_What you have to do_
Can you turn every line of the data below into a Markdown table with two columns, Row and Entry, numbering the lines in order and skipping blank lines and pictures?

Recorded data:
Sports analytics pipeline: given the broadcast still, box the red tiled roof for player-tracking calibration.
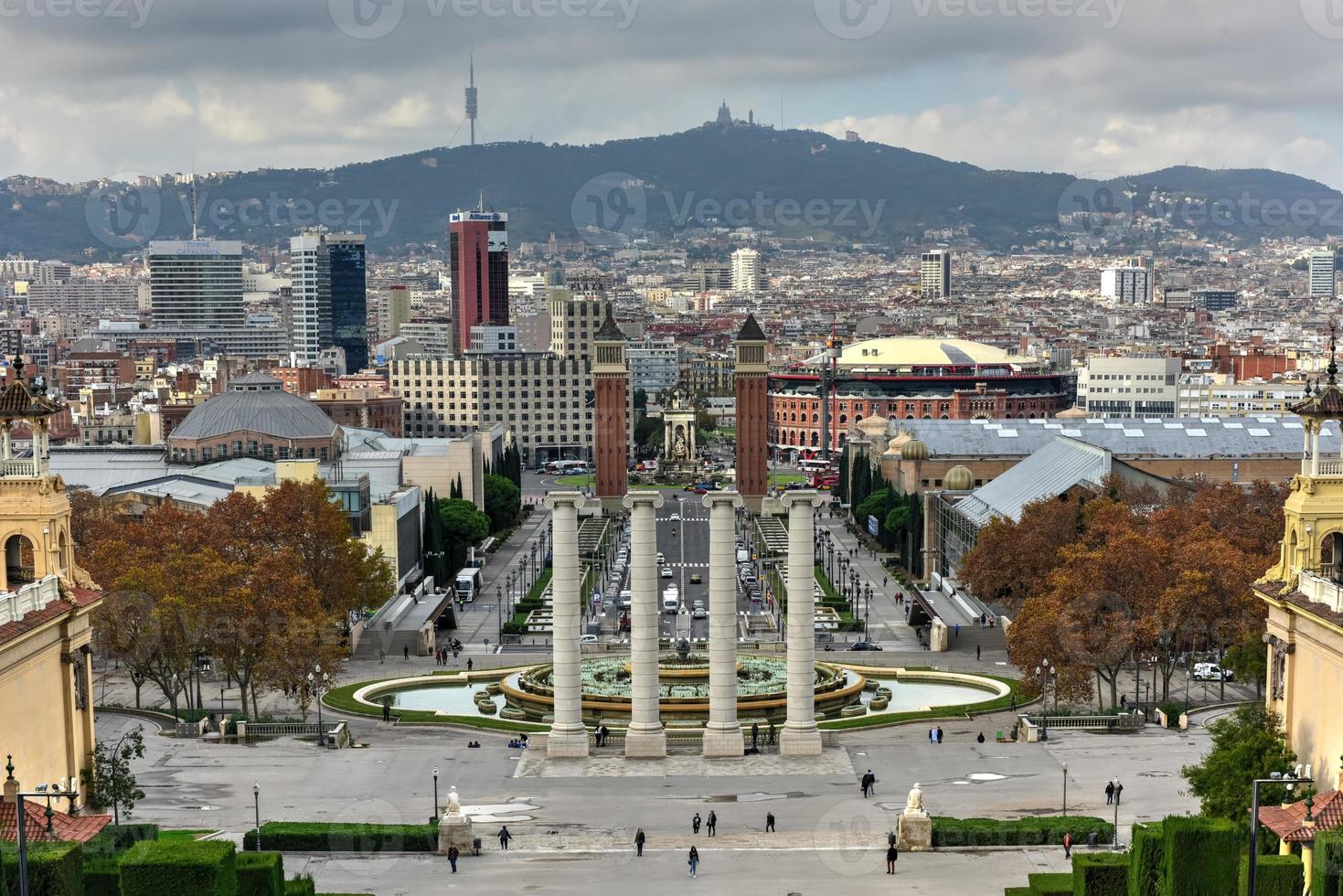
[1260,790,1343,844]
[0,796,112,844]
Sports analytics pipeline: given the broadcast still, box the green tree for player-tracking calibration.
[485,475,522,532]
[80,725,145,825]
[1180,702,1296,830]
[438,498,490,575]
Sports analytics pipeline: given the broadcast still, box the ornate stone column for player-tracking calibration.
[545,492,588,756]
[779,489,821,756]
[624,492,667,759]
[704,492,745,756]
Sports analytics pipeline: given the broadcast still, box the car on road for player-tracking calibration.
[1194,662,1235,681]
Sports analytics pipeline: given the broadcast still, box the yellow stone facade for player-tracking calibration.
[1254,376,1343,790]
[0,367,101,808]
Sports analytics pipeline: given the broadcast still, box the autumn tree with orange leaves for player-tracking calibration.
[962,482,1284,705]
[77,481,393,715]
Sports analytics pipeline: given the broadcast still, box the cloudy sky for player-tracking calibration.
[0,0,1343,188]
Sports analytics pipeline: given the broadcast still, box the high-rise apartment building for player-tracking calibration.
[1306,249,1338,297]
[289,232,332,364]
[1100,266,1151,305]
[326,234,368,373]
[732,249,765,293]
[919,249,951,298]
[447,211,509,353]
[148,240,247,328]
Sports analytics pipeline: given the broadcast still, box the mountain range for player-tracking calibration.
[0,123,1343,261]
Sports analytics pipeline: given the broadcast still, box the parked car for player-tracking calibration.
[1194,662,1235,681]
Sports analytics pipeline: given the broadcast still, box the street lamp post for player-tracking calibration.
[307,662,330,747]
[252,781,261,852]
[1036,658,1059,741]
[6,773,80,896]
[1246,765,1315,896]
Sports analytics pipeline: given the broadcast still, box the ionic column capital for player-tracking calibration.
[701,492,745,510]
[545,492,587,510]
[779,489,825,510]
[621,489,666,510]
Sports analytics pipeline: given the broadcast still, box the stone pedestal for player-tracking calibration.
[624,492,667,759]
[900,808,932,853]
[438,787,473,856]
[545,492,588,759]
[779,489,821,756]
[704,492,745,756]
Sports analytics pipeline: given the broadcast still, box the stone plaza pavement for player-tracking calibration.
[98,713,1208,896]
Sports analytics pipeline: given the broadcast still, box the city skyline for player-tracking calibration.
[0,0,1343,186]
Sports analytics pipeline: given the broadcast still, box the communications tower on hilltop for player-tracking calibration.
[466,52,481,146]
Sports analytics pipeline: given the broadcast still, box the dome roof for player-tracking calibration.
[942,464,975,492]
[900,439,928,461]
[839,336,1026,367]
[168,373,336,441]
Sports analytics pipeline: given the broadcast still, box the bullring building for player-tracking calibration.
[770,337,1073,453]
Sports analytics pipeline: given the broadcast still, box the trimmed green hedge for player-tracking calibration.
[1311,830,1343,896]
[247,821,438,853]
[121,839,238,896]
[1162,816,1241,896]
[1073,853,1128,896]
[237,853,284,896]
[83,825,158,864]
[80,841,121,896]
[284,874,317,896]
[932,816,1114,848]
[0,842,83,896]
[1240,856,1306,896]
[1026,872,1073,896]
[1128,822,1166,896]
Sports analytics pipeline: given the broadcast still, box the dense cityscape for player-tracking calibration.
[0,0,1343,896]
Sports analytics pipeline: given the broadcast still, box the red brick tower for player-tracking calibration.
[592,309,630,509]
[733,315,770,513]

_Correct result_
| Row | Entry |
|---|---|
| 1 | Sports analytics pipeline: given the broadcast still, box the red tiled roof for player-tracking calibration. |
| 2 | [1260,790,1343,844] |
| 3 | [0,796,112,844] |
| 4 | Sports analytics pipeline: given the broadcast still, box the green tree for player-tracking calibration. |
| 5 | [485,475,522,532] |
| 6 | [80,725,145,825] |
| 7 | [1180,702,1296,830] |
| 8 | [438,498,490,575] |
| 9 | Sports analytics pipeline: given the broadcast still, box the ornate stone column for player-tracking calibration. |
| 10 | [545,492,588,756] |
| 11 | [779,489,821,756] |
| 12 | [624,492,667,759] |
| 13 | [704,492,745,756] |
| 14 | Sports analytics pipeline: given the broadcast still, box the car on road for player-tracking calibration. |
| 15 | [1194,662,1235,681] |
| 16 | Sports analytics pipeline: given the broadcast still, box the yellow stone facade for player-tracking calibration. |
| 17 | [1254,376,1343,790] |
| 18 | [0,367,101,808] |
| 19 | Sports analytics pipeline: given the broadcast still, box the autumn tree with orange leaves for player-tracking calibration. |
| 20 | [962,482,1284,705] |
| 21 | [77,481,393,715] |
| 22 | Sports analytics pipeline: given the broadcast still, box the cloudy sky for player-tracking calibration. |
| 23 | [0,0,1343,188] |
| 24 | Sports analytics pipeline: given the broadcast still, box the high-rise apartment building for player-tracking calibration. |
| 25 | [1306,249,1338,297] |
| 26 | [289,232,332,364] |
| 27 | [1100,266,1151,305] |
| 28 | [326,234,368,373] |
| 29 | [732,249,765,293] |
| 30 | [919,249,951,298] |
| 31 | [447,211,509,353] |
| 32 | [148,240,247,328] |
| 33 | Sports analytics pipeline: given the broadcast still, box the mountain range for player-tracking calibration. |
| 34 | [0,123,1343,261] |
| 35 | Sports analytics pipeline: given the broadcast still, box the parked car for player-tracking calibration. |
| 36 | [1194,662,1235,681] |
| 37 | Sports analytics pipeline: given the broadcast still, box the street lamp post for player-tracking calibration. |
| 38 | [307,662,330,747] |
| 39 | [252,781,261,852] |
| 40 | [1036,658,1059,741] |
| 41 | [6,773,80,896] |
| 42 | [1246,765,1315,896] |
| 43 | Sports analytics pipeline: given the broadcast still, box the ionic column capital for player-tracking calibration. |
| 44 | [701,492,745,510] |
| 45 | [545,492,587,510] |
| 46 | [779,489,825,510] |
| 47 | [621,489,666,510] |
| 48 | Sports analytics pipeline: given the broadcast still, box the stone pedestal for player-tracking calibration. |
| 49 | [624,492,667,759] |
| 50 | [900,808,932,853] |
| 51 | [438,787,473,856] |
| 52 | [545,492,588,759] |
| 53 | [779,489,821,756] |
| 54 | [704,492,745,756] |
| 55 | Sports analytics pipeline: given the broadcast still, box the stone plaza pavement for player-tracking calibration. |
| 56 | [98,713,1208,896] |
| 57 | Sports analytics pipeline: given the broadcast still, box the city skyline for player-tracking calibration. |
| 58 | [0,0,1343,186] |
| 59 | Sports analytics pipeline: given the broadcast still, box the communications tower on hilltop for player-tracking calibration. |
| 60 | [466,52,481,146] |
| 61 | Sports analytics pipeline: given the broadcast still, box the dome roof for player-tracking calibration. |
| 62 | [942,464,975,492] |
| 63 | [900,439,928,461] |
| 64 | [839,336,1026,367] |
| 65 | [168,373,336,441] |
| 66 | Sports analytics pipeline: given the broadcast still, box the bullring building for player-tracking calibration. |
| 67 | [770,337,1073,453] |
| 68 | Sports analytics pipeline: given the broadcast still, box the trimmed green hedge for player-tracking calibration. |
| 69 | [1311,830,1343,896] |
| 70 | [247,821,438,853] |
| 71 | [121,839,238,896] |
| 72 | [1162,816,1241,896] |
| 73 | [1073,853,1128,896] |
| 74 | [237,853,284,896] |
| 75 | [83,825,158,864] |
| 76 | [80,841,121,896] |
| 77 | [284,874,317,896] |
| 78 | [932,816,1114,848] |
| 79 | [0,842,83,896] |
| 80 | [1240,856,1306,896] |
| 81 | [1026,872,1073,896] |
| 82 | [1128,822,1166,896] |
| 83 | Sports analytics pipeline: given the broadcast still, box the dense cityscape for player-tracking calibration. |
| 84 | [0,0,1343,896] |
| 85 | Sports analytics pipeline: given the broadcast still, box the red brick tower for player-tracking calibration. |
| 86 | [592,309,630,509] |
| 87 | [733,315,770,513] |